→ Quoted passage:
_ _ _

Ernst Röhm

Ernst Julius Röhm (1887 – 1934) was a German army officer and commander of the SA. In 1934, he was executed during the political purge known as the Night of the Long Knives. Ernst Röhm was born in Munich, Germany, on November 28, 1887. He joined the German Army in 1906. At the outbreak of World War I, he served in the 13th Regiment of Bavaria. He was wounded three times, reaching the rank of major.

After the war, in 1919, Röhm joined the Freikorps and served under Franz Epp in Munich. He actively participated in right-wing politics and in 1921 he recruited Adolf Hitler to spy on the German Worker’s Party. Realizing that this political party had no connections with the communists, but was rather a rightist political party, Ernst Röhm, like Hitler, also joined the German Worker’s Party, which evolved into the National Socialist German Workers Party, or "Nazi" party.

In November 1923, Ernst Röhm took part in the Beer Hall Putsch. After its failure, he was put on trial and sentenced to to one year and three months in prison, but was released on a promise of good behavior. In 1924, when Hitler was still in prison, Röhm helped to create the Frontbann, which was a legal alternative to the then-outlawed SA. In 1925, due to differences in their political approach with other members of the Nazi Party, Röhm emigrated to Bolivia, where he served as a military advisor to the Bolivian army. But in 1931, Adolf Hitler recalled Röhm to Germany and appointed him chief of the Sturm Abteilung (SA). In just over a year he expanded it from 70,000 to 170,000 members. By 1934 the SA had grown to 3,000,000 men.

In 1933, Hitler’s minister of war, General Werner von Blomberg, and Walther von Reichenau, chief liaison officer between the German Army and the Nazi Party, became deeply concerned about the growing power of the Sturm Abteilung (SA) and Ernst Röhm, who had been given a seat on the National Defence Council and started to demand more say over military matters. On 2nd October 1933, Röhm sent a letter to Reichenau that said: "I regard the Reichswehr (German Army) now only as a training school for the German people. The conduct of war, and therefore of mobilization as well, in the future is the task of the SA."

Werner von Blomberg and Walther von Reichenau, along with Hermann Goering and Heinrich Himmler, began to conspire against Röhm and the SA. Himmler asked Reinhard Heydrich to assemble a dossier on Röhm. Heydrich, after painstakingly thorough investigation, found evidence that suggested that Röhm had been paid 12 million marks by the French to orchestrate a military coup to overthrow and execute Hitler.

Hitler liked Röhm and initially refused to believe the dossier provided by Heydrich. Röhm had been one of his first supporters and, without his ability to obtain army funds in the early days of the movement, it is unlikely that the Nazis would have ever become established. But Röhm had different political view; he was left-oriented and despised not only the army Generals, but also the German businessmen, some of whom had financed Hitler’s political campaigns. Nevertheless, Adolf Hitler had his own reasons for wanting Röhm removed. Powerful supporters of Hitler had been complaining about Röhm for some time. Generals were afraid that the Sturm Abteilung (SA), a force of over 3 million men, would absorb the much smaller German Army into its ranks and Röhm would become its overall leader.

_ _ _

→ Provided data:
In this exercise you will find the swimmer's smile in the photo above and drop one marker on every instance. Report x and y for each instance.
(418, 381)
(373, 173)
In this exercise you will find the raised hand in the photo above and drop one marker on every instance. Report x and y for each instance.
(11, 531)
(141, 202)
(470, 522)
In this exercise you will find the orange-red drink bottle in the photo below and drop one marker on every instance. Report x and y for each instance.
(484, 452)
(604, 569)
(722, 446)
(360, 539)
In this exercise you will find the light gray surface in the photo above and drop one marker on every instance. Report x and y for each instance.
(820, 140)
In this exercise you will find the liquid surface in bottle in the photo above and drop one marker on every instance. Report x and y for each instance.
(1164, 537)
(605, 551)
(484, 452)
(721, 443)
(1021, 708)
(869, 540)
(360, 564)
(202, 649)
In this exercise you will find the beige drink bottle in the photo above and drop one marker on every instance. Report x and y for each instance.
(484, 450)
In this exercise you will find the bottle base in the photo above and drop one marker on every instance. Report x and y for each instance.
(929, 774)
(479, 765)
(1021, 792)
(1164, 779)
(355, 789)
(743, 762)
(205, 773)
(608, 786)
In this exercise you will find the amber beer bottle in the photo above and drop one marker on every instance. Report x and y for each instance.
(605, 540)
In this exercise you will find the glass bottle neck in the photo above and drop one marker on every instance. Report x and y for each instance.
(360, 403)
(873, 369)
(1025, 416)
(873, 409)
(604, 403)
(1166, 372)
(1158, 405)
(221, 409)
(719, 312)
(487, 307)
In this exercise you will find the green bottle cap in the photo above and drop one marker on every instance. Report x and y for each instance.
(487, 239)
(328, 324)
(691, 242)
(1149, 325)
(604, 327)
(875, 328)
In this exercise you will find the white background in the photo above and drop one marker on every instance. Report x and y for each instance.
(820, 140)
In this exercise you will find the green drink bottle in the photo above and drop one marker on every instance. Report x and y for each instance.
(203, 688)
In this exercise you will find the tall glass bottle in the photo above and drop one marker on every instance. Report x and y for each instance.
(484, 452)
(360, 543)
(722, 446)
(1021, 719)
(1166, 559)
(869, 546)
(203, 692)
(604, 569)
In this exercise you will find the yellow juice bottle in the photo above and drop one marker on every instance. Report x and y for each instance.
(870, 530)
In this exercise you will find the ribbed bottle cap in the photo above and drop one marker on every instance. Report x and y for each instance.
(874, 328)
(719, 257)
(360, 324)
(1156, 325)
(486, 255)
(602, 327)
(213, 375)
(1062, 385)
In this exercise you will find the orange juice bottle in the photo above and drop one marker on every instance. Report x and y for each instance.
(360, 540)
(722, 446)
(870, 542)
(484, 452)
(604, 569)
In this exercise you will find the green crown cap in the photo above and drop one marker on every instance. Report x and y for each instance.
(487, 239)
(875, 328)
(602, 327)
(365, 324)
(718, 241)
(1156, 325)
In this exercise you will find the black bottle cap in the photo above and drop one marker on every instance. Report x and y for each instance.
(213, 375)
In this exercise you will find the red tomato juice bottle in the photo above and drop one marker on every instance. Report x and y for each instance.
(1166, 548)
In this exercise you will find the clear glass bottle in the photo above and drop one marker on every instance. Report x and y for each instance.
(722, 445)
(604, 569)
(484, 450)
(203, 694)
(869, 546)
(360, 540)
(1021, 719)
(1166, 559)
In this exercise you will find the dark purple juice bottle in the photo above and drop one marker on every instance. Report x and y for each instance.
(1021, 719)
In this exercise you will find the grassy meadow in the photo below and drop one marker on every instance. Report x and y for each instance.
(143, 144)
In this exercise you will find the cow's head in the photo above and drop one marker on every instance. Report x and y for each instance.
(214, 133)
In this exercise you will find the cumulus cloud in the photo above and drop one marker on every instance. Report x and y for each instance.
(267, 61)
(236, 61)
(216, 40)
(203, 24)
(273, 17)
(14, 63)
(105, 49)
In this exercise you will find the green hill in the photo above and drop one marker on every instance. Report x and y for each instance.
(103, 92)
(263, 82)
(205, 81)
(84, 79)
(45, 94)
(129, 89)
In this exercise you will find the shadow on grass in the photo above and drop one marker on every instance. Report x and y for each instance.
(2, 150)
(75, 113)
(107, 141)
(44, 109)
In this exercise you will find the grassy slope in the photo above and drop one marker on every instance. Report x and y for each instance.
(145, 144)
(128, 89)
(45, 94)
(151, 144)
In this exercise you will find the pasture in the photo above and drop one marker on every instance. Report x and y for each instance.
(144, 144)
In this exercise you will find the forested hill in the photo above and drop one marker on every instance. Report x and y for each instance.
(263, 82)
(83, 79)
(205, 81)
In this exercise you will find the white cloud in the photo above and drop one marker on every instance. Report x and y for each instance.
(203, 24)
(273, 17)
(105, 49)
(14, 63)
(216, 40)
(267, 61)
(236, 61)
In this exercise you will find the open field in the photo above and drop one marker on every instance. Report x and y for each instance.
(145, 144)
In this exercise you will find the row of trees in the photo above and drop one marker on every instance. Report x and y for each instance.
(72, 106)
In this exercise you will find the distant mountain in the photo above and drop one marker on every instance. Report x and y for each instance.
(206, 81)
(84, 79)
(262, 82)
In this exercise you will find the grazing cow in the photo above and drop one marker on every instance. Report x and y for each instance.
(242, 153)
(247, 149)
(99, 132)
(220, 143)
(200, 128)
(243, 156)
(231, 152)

_ _ _

According to the Ernst Röhm article, how large had the SA grown by 1934? Rely only on the Ernst Röhm article for this.

→ Written solution: 3,000,000 men.